- [Given instruction]: Please arrange the stretch of material from the line containing "[locate] wooden organ" through the end of the material as a numbered list, leaving out any blank lines and including nothing else.

Stored data:

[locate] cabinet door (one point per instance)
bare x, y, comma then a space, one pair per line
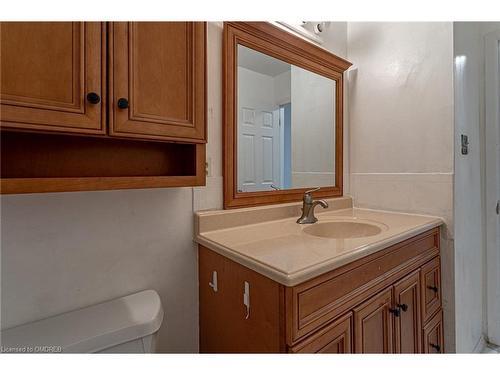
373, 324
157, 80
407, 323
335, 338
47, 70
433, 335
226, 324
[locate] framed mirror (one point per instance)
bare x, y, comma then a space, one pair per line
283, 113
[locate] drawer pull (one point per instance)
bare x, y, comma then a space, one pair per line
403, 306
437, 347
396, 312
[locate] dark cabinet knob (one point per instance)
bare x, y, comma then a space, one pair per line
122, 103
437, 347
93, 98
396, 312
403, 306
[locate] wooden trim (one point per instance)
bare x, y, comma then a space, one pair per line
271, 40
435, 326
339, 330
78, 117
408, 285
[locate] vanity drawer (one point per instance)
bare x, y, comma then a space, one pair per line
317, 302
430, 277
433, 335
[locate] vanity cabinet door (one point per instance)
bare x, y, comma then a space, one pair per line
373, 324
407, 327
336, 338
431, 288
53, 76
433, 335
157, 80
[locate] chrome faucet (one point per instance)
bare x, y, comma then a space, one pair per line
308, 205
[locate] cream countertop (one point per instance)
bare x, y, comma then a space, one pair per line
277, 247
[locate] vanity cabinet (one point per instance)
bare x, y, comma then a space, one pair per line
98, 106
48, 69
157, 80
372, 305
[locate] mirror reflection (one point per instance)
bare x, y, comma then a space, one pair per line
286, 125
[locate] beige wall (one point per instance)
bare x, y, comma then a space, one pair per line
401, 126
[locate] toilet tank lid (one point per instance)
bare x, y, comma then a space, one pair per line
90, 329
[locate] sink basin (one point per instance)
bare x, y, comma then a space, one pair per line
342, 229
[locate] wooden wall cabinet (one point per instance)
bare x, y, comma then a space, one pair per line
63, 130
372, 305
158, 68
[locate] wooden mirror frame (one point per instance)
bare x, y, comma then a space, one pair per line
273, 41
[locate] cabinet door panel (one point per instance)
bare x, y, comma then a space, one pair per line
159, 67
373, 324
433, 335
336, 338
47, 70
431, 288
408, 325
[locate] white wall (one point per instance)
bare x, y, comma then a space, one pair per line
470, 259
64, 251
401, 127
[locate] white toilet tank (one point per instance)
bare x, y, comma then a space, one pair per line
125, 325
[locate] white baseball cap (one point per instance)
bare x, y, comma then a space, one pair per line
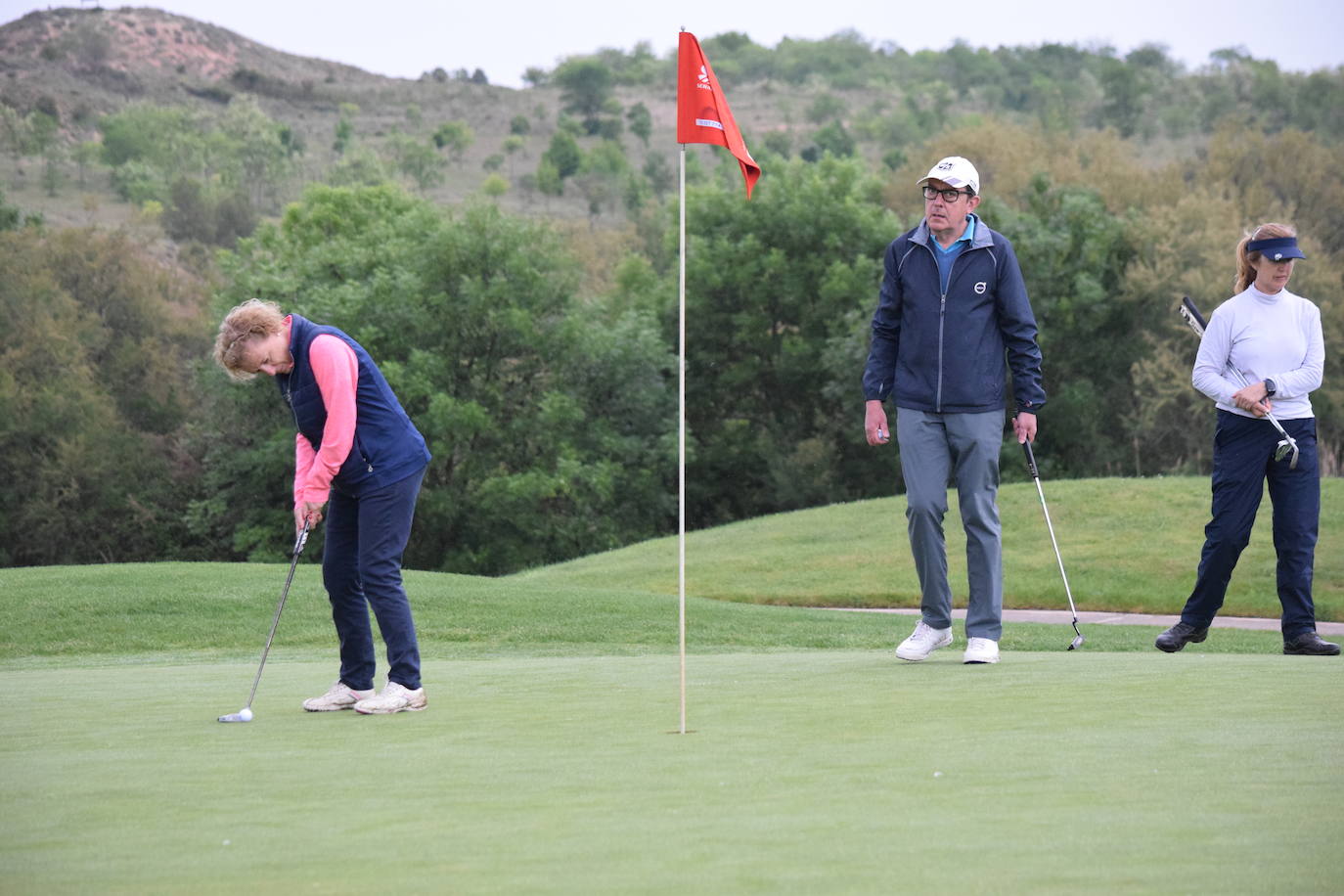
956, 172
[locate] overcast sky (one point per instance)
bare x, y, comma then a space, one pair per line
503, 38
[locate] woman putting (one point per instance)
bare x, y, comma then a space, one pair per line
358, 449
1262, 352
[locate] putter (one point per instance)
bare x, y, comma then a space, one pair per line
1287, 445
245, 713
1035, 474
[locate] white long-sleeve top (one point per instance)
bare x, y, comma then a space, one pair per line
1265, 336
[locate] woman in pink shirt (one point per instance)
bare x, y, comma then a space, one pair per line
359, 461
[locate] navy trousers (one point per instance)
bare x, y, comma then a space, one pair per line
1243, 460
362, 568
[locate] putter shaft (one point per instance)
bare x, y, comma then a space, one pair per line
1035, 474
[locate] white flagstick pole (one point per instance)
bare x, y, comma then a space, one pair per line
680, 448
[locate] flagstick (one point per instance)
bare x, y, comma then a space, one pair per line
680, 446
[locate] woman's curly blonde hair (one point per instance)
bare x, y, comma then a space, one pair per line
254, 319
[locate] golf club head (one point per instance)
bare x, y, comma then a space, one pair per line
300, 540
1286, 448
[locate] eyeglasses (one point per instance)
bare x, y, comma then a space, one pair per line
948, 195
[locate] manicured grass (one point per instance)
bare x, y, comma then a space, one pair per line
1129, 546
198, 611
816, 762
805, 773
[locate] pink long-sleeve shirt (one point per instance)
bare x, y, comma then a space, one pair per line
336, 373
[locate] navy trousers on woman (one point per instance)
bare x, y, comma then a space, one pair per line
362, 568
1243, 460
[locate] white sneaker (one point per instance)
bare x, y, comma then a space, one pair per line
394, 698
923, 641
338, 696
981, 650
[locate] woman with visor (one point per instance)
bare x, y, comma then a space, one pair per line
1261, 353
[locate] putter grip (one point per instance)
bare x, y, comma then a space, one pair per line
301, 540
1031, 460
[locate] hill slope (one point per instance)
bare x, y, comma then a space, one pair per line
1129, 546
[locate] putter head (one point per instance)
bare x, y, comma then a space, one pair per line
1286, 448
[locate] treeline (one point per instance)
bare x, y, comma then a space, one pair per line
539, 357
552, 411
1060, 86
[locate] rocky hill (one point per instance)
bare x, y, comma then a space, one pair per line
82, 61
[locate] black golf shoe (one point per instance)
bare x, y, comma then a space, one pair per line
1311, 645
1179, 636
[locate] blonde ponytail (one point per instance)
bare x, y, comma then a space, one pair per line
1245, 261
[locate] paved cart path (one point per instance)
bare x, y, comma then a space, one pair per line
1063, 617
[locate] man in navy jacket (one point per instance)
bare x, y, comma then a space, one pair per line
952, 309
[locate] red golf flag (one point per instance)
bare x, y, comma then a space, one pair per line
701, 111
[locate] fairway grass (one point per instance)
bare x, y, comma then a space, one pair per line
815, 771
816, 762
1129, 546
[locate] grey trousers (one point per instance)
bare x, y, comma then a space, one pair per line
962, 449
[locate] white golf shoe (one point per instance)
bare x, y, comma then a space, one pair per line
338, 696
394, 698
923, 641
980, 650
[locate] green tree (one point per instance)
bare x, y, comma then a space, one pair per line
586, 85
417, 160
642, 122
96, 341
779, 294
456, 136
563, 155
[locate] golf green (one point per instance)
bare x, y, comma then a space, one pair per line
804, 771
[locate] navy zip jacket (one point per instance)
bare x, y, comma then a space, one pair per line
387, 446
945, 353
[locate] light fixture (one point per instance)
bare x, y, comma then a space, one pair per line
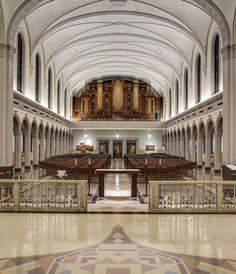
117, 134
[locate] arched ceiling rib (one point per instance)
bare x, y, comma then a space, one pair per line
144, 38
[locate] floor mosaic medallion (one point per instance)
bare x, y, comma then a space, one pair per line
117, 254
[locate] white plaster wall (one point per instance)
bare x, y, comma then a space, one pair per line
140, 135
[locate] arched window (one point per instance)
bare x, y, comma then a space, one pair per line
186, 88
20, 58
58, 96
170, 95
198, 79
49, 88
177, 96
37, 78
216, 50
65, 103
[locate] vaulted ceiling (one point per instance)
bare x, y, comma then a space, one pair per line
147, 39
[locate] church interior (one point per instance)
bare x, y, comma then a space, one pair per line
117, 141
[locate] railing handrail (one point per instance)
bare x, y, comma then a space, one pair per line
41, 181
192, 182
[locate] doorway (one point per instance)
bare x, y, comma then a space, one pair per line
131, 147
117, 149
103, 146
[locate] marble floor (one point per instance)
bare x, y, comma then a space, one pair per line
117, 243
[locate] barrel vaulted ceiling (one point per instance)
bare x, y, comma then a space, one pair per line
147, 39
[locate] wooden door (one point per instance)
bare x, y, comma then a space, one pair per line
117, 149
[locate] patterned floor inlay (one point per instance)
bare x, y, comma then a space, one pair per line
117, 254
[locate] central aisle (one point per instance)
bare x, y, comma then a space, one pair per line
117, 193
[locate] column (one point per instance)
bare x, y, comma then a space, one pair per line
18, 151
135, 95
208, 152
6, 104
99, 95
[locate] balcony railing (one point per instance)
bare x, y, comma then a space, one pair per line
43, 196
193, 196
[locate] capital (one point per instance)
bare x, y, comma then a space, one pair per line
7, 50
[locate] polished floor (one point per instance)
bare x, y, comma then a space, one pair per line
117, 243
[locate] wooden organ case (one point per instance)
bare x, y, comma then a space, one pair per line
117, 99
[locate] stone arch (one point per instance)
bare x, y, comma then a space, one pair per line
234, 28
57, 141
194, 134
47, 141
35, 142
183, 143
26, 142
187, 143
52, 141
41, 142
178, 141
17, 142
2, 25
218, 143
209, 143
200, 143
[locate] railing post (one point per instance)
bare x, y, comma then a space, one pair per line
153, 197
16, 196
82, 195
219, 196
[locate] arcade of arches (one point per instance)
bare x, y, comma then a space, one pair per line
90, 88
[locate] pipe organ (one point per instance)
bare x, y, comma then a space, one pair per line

- [The answer]:
1. [locate] wooden organ case (one point per instance)
2. bare x, y, comma then a space, one pair per line
3. 117, 99
4. [locate] stone arch (one point per instance)
5. bare x, y, comma then a space, one pair per line
6. 234, 28
7. 57, 141
8. 194, 134
9. 47, 141
10. 35, 142
11. 183, 143
12. 26, 142
13. 187, 143
14. 52, 141
15. 41, 142
16. 178, 141
17. 17, 142
18. 2, 25
19. 218, 143
20. 209, 143
21. 200, 143
22. [locate] railing post (one point per instance)
23. bare x, y, comma then a space, one pair per line
24. 153, 197
25. 16, 196
26. 82, 195
27. 219, 196
28. [locate] arcade of arches (one point per instance)
29. bare x, y, comma then a space, one pair per line
30. 90, 88
31. [locate] pipe organ (one point per instance)
32. bare x, y, comma then a space, one pair per line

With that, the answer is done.